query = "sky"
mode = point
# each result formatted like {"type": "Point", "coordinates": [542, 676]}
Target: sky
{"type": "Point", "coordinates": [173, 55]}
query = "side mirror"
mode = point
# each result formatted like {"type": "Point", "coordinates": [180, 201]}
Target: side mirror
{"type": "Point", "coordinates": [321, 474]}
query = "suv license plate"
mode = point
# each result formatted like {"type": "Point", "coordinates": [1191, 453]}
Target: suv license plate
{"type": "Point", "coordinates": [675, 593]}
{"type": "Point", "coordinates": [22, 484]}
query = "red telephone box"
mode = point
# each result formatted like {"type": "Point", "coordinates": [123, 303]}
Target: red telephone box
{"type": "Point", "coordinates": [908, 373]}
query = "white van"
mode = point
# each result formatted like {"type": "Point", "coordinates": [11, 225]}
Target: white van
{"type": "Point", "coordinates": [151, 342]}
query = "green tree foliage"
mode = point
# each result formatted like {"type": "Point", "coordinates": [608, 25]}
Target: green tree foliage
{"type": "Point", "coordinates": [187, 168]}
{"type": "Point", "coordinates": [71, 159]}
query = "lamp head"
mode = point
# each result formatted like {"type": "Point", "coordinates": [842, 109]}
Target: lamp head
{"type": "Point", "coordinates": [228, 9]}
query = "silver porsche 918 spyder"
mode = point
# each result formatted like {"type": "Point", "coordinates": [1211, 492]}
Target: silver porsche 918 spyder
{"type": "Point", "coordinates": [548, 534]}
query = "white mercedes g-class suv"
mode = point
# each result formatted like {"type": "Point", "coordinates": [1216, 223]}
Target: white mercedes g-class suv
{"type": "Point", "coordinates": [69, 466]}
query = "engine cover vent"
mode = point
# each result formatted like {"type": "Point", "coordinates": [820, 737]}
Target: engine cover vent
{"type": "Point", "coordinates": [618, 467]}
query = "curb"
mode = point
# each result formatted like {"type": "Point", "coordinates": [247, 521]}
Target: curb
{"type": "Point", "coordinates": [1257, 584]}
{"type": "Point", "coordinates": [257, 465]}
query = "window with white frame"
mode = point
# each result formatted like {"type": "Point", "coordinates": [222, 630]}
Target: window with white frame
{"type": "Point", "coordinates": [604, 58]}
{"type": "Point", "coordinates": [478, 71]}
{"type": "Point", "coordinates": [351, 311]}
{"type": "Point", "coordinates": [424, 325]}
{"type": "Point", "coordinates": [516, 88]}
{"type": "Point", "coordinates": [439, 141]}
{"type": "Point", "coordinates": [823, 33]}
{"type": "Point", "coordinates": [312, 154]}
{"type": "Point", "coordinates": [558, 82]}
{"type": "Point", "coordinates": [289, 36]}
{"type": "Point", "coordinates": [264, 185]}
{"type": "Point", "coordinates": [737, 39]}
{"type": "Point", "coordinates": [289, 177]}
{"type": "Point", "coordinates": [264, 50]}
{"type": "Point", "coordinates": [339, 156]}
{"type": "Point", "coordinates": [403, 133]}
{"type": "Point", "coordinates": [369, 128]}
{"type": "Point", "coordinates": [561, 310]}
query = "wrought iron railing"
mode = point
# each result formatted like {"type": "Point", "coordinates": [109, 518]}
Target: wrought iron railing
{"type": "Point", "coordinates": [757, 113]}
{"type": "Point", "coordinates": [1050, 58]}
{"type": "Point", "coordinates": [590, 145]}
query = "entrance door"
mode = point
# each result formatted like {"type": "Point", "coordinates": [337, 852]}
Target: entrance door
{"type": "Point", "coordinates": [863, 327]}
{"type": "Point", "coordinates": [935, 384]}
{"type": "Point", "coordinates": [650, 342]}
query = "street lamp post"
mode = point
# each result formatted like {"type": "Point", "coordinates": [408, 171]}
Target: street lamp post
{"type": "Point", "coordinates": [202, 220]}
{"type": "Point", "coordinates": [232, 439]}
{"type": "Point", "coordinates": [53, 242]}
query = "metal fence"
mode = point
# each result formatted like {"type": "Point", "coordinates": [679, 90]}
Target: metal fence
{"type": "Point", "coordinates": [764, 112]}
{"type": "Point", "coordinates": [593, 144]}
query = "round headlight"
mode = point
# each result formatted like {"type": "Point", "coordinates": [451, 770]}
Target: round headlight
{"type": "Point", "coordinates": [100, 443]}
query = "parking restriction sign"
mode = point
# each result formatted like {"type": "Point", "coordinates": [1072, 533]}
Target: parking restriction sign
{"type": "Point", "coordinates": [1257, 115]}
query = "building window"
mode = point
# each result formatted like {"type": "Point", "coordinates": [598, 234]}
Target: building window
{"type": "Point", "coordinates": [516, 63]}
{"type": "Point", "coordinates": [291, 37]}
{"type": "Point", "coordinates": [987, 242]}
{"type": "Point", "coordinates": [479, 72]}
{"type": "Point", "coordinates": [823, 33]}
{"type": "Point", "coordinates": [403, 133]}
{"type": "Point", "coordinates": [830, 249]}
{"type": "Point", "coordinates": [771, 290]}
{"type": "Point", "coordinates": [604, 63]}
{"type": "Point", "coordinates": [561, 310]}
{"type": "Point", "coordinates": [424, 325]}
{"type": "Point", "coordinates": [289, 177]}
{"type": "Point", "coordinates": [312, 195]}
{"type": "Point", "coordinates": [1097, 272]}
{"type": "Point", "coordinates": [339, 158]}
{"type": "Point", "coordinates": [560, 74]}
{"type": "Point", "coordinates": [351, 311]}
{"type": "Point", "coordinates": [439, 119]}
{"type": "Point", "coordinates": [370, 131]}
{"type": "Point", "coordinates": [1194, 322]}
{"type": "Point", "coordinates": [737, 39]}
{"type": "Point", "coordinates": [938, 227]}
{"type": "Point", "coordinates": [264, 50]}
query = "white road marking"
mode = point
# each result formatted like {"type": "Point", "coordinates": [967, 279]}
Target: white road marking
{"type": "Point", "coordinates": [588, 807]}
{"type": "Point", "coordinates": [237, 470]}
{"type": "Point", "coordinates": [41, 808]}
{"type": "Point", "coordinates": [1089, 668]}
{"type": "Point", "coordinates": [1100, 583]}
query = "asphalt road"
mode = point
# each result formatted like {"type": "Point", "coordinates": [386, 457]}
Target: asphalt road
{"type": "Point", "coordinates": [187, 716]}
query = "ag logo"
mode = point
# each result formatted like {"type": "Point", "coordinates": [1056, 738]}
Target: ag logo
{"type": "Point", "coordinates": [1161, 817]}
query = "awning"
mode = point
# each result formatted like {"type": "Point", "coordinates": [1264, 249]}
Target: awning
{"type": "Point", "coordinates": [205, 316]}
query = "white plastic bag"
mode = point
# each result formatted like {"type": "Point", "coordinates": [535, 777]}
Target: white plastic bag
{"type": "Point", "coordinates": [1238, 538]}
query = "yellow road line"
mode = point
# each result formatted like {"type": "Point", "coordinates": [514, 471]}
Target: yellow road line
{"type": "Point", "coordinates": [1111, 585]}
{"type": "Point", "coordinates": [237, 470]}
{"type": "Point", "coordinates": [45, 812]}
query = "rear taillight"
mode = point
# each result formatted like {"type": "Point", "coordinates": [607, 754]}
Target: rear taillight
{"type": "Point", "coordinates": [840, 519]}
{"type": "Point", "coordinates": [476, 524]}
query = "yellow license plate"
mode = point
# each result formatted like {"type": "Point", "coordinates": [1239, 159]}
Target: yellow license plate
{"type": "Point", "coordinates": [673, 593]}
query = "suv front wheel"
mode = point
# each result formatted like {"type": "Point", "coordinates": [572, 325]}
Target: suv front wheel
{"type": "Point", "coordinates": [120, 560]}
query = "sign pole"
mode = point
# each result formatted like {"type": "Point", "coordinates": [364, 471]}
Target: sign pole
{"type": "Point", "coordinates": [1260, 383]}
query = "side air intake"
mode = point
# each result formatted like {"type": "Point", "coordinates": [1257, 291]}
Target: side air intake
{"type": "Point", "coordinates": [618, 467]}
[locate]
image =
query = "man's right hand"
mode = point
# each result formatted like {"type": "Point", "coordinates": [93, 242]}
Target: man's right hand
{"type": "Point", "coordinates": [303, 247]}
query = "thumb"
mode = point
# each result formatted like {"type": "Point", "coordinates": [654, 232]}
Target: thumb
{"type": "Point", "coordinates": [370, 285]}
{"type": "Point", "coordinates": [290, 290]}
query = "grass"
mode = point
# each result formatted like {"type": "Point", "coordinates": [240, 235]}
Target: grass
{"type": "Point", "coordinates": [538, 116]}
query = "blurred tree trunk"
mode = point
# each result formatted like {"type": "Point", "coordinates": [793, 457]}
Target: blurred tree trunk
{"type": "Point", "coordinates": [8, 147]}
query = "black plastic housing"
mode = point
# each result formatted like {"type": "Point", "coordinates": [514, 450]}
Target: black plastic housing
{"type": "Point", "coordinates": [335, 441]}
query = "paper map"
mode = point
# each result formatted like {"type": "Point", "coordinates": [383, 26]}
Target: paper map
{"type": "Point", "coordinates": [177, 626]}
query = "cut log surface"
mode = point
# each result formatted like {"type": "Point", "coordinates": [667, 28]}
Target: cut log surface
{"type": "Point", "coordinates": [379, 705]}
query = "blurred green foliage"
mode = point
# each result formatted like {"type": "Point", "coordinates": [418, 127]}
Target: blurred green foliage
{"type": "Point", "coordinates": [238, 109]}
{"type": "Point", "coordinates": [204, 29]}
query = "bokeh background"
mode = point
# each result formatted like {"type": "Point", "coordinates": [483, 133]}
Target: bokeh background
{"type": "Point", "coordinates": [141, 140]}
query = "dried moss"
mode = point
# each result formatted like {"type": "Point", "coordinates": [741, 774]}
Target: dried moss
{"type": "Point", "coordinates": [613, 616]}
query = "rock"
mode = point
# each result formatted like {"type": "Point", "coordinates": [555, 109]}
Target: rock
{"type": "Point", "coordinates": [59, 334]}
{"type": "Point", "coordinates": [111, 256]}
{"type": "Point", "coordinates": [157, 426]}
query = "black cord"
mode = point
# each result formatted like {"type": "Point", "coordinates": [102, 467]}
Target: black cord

(Task brief):
Pull out every line of the material above that contains the word "bokeh", treating uppercase and lowercase as different.

(Full output):
query = "bokeh background"
Target: bokeh background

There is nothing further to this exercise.